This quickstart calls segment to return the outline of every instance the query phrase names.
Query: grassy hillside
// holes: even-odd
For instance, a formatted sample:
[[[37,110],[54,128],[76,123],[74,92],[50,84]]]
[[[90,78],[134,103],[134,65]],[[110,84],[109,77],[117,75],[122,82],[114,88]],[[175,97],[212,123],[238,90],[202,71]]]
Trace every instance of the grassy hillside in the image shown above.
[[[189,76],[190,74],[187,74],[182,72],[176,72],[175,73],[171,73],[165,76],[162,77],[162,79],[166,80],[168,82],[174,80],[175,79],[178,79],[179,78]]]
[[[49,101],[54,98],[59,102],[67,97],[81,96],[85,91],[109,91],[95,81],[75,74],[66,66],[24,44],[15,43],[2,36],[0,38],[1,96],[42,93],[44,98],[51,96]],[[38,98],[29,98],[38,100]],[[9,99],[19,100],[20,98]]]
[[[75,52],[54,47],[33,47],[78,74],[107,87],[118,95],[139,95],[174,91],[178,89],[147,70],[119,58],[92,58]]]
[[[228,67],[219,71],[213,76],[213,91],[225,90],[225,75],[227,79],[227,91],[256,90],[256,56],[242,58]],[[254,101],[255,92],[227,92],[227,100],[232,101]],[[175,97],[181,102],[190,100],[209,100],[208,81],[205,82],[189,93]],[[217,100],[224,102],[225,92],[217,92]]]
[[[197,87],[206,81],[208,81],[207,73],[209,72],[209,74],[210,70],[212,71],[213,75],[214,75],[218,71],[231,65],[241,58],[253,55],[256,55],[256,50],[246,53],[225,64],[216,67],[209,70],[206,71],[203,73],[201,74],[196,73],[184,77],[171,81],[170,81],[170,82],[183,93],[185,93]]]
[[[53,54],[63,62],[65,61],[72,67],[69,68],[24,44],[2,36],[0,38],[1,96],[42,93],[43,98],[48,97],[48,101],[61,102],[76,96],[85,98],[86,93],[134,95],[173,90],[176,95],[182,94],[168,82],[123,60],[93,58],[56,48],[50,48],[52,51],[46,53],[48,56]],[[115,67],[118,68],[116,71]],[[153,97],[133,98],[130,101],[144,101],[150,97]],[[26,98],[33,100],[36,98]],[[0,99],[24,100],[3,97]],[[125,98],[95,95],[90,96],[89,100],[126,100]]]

Objective -
Pick out each line in the items above that contains the word "grassy", and copy those lines in full.

Worked solution -
Query: grassy hillside
Trace every instance of the grassy hillside in the image shown above.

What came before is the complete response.